AWS Neuron Reference for Nemo Megatron(neuronx-nemo-megatron) Release Notes — AWS Neuron Documentation (original) (raw)
Contents
- neuronx-nemo-megatron [0.8.0]
- neuronx-nemo-megatron [0.7.0]
- neuronx-nemo-megatron [0.6.0]
- neuronx-nemo-megatron [0.5.0]
- neuronx-nemo-megatron [0.4.0]
- neuronx-nemo-megatron [0.3.0]
This document is relevant for: Inf1
, Inf2
, Trn1
, Trn2
AWS Neuron Reference for Nemo Megatron(neuronx-nemo-megatron
) Release Notes#
Table of contents
- neuronx-nemo-megatron [0.8.0]
- neuronx-nemo-megatron [0.7.0]
- neuronx-nemo-megatron [0.6.0]
- neuronx-nemo-megatron [0.5.0]
- neuronx-nemo-megatron [0.4.0]
- neuronx-nemo-megatron [0.3.0]
This document lists the release notes for neuronx-nemo-megatron
library.
neuronx-nemo-megatron [0.8.0]#
Date: 12/20/2024
New in this release#
- Added support for HuggingFace to NeMo checkpoint conversion when virtual pipeline parallel is enabled.

## RAW DATA
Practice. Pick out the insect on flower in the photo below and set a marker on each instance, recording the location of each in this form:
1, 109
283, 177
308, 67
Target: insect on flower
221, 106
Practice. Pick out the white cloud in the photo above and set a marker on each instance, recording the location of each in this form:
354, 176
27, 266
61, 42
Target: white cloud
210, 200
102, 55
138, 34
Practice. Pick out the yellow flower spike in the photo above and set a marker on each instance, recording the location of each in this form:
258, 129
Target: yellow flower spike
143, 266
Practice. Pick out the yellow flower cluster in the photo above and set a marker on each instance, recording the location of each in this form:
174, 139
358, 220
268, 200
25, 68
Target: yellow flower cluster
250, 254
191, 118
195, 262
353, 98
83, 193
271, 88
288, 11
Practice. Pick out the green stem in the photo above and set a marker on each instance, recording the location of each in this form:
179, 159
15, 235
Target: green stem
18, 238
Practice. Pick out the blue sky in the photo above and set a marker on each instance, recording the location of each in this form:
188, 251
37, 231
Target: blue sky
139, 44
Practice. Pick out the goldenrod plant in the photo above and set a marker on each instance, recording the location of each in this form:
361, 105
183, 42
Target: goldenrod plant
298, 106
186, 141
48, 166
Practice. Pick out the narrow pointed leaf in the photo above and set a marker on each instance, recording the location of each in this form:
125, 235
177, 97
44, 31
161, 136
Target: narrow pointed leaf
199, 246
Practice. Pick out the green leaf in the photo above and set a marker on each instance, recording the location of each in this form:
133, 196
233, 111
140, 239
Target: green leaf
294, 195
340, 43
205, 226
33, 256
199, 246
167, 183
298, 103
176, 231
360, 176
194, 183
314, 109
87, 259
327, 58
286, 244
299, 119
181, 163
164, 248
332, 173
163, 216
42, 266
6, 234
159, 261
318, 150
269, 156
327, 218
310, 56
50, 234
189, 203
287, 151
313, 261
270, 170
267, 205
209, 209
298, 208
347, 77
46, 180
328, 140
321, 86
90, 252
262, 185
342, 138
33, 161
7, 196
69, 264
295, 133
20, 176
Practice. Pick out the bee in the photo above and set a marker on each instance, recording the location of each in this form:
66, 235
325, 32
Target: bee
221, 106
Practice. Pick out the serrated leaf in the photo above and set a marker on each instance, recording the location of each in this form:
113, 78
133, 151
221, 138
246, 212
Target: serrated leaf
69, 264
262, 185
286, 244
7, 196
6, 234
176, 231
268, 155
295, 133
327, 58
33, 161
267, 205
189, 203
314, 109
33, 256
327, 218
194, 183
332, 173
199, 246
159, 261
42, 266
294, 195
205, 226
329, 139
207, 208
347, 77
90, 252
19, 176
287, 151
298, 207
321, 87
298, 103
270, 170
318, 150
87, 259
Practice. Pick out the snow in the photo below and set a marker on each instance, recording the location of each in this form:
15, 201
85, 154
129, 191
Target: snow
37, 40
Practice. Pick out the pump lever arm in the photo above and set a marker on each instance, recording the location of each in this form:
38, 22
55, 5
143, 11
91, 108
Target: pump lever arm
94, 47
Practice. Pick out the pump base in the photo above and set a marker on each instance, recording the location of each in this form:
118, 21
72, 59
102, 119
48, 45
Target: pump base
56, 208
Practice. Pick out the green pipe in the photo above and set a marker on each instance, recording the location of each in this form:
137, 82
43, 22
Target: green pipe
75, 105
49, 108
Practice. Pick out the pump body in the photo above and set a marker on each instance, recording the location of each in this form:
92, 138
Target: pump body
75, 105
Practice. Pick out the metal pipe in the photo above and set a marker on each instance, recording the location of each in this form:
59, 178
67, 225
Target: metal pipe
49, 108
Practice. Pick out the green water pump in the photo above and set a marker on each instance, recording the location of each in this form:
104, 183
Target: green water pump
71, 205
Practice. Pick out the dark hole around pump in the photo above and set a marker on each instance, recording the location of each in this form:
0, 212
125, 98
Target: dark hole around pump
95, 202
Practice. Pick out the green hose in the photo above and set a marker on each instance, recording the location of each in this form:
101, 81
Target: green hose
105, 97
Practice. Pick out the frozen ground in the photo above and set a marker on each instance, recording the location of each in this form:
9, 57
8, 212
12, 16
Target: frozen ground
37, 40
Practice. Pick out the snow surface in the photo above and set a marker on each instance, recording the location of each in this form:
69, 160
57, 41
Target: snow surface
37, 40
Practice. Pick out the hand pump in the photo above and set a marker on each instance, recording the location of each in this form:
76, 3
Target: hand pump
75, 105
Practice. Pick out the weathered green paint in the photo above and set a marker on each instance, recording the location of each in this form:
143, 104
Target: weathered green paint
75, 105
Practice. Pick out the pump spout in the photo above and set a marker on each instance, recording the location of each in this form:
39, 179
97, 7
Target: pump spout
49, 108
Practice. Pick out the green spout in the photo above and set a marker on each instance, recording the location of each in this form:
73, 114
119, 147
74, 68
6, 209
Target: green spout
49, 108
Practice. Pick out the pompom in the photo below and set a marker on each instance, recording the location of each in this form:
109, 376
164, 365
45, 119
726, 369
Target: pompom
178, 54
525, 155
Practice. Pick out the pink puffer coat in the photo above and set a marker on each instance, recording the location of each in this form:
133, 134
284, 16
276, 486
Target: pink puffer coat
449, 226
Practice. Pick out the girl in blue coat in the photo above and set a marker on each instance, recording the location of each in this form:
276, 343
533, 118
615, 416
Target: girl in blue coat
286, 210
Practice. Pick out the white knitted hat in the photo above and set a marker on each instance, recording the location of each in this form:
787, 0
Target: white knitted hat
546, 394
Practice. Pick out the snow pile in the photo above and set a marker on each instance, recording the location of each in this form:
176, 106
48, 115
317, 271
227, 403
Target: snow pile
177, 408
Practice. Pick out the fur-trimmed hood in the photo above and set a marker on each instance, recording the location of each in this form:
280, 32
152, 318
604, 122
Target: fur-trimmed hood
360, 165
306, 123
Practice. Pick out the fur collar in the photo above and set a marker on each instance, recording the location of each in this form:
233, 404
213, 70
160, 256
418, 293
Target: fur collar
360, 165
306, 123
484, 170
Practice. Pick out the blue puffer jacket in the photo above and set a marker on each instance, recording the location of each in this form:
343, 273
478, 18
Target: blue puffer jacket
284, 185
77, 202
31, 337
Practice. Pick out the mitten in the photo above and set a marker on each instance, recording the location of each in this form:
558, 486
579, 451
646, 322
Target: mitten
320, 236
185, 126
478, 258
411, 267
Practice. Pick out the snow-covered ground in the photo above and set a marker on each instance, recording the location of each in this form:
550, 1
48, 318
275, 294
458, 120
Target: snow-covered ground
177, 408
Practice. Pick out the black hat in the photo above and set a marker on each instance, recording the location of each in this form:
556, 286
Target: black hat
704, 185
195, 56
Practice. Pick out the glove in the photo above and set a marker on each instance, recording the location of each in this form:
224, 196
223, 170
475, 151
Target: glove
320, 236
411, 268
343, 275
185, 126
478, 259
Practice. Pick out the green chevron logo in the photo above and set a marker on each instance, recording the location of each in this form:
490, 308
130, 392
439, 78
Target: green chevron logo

## STUDY QUESTIONS
[1] Duplicate the part of the release notes that opens with the words containing "neuronx-nemo-megatron [0.8.0]#" and closes with "parallel is enabled.".
[2] List every instance type that the release notes say the document is relevant for.

## RESPONSES TO THE EXERCISE
[1]
neuronx-nemo-megatron [0.8.0]#
Date: 12/20/2024
New in this release#
- Added support for HuggingFace to NeMo checkpoint conversion when virtual pipeline parallel is enabled.

[2] Inf1, Inf2, Trn1, Trn2